→ Job 1
Repeat the forum thread about removing a faulty mdadm spare from "Registered: Jan 2008" to "already did that.".
→ Job 2
Render this sentence from the forum thread about removing a faulty mdadm spare in Spanish: "You don't have to mark it as failed; mdadm already did that."
→ Job 3
Go on with the forum thread about removing a faulty mdadm spare, picking up after its last sentence.

→ Text to read
-- Begin --
LinuxQuestions.org
Latest LQ Deal: Latest LQ Deals
Home Forums Tutorials Articles Register
Go Back   LinuxQuestions.org > Forums > Linux Forums > Linux - Server
User Name
Password
Linux - Server This forum is for the discussion of Linux Software used in a server related context.

Notices


Reply
  Search this Thread
Old 02-02-2009, 06:04 AM   #1
carlmarshall
Member
 
Registered: Jan 2004
Location: North Yorkshire, UK
Distribution: Centos 5
Posts: 133

Rep: Reputation: 16
mdadm - removing faulty spare


Hi,

I've had a failure of one of my HDDs (/dev/sdc) which makes up a few RAID partitions. The hot spare has now cut in, so all is currently safe, but how do I now remove the faulty spare?

mdadm --detail /dev/md1 gives the following:

Version : 00.90.03
Creation Time : Fri May 23 15:37:20 2008
Raid Level : raid5
Array Size : 945312256 (901.52 GiB 968.00 GB)
Device Size : 472656128 (450.76 GiB 484.00 GB)
Raid Devices : 3
Total Devices : 4
Preferred Minor : 1
Persistence : Superblock is persistent

Update Time : Mon Feb 2 11:52:32 2009
State : clean
Active Devices : 3
Working Devices : 3
Failed Devices : 1
Spare Devices : 0

Layout : left-symmetric
Chunk Size : 256K

UUID : 10644348:012f6764:70879599:7631693d
Events : 0.4896

Number Major Minor RaidDevice State
0 8 5 0 active sync /dev/sda5
1 8 21 1 active sync /dev/sdb5
2 8 53 2 active sync /dev/sdd5

3 8 37 - faulty spare

How can I mark the now faulty spare for removal. man mdadm gives me the line:

mdadm /dev/md1 --fail /dev/sdc5

This fails as it can't see /dev/sdc5

Any ideas?

Carl.
 
Old 02-02-2009, 01:37 PM   #2
mostlyharmless
Senior Member
 
Registered: Jan 2008
Distribution: Arch/Manjaro, might try Slackware again
Posts: 1,851
Blog Entries: 14

Rep: Reputation: 284Reputation: 284Reputation: 284
Quote:
How can I mark the now faulty spare for removal
You don't have to mark it as failed; mdadm already did that.
-- End --
→ Information supplied
-- Begin --
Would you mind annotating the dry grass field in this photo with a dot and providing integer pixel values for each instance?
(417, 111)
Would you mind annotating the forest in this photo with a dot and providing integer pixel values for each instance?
-- End --
→ Final answer 1
Registered: Jan 2008
Distribution: Arch/Manjaro, might try Slackware again
Posts: 1,851
Blog Entries: 14

Rep: Reputation: 284Reputation: 284Reputation: 284
Quote:
How can I mark the now faulty spare for removal
You don't have to mark it as failed; mdadm already did that.

→ Final answer 2
No tienes que marcarlo como fallido; mdadm ya lo hizo.

→ Final answer 3
 
Old 02-03-2009, 03:18 AM   #3
carlmarshall
Member
 
Registered: Jan 2004
Location: North Yorkshire, UK
Distribution: Centos 5
Posts: 133

Original Poster
Rep: Reputation: 16
Don't I have to mark it for removal? e.g.

mdadm /dev/md1 --remove /dev/sdc5

before I can physically remove it.

Carl.
 
Old 02-03-2009, 01:51 PM   #4
mostlyharmless
Senior Member
 
Registered: Jan 2008
Distribution: Arch/Manjaro, might try Slackware again
Posts: 1,851
Blog Entries: 14

Rep: Reputation: 284Reputation: 284Reputation: 284
Probably, but I thought your original question was marking as failed.

Quote:
For Manage mode:
-a, --add

hot-add listed devices.
--re-add
re-add a device that was recently removed from an array.
-r, --remove
remove listed devices. They must not be active. i.e. they should be failed or spare devices.
-f, --fail
mark listed devices as faulty.
--set-faulty
same as --fail.
Each of these options require that the first device list is the array to be acted upon and the remainder are component devices to be added, removed, or marked as fault. Several different operations can be specified for different devices, e.g.
mdadm /dev/md0 --add /dev/sda1 --fail /dev/sdb1 --remove /dev/sdb1
Each operation applies to all devices listed until the next operations.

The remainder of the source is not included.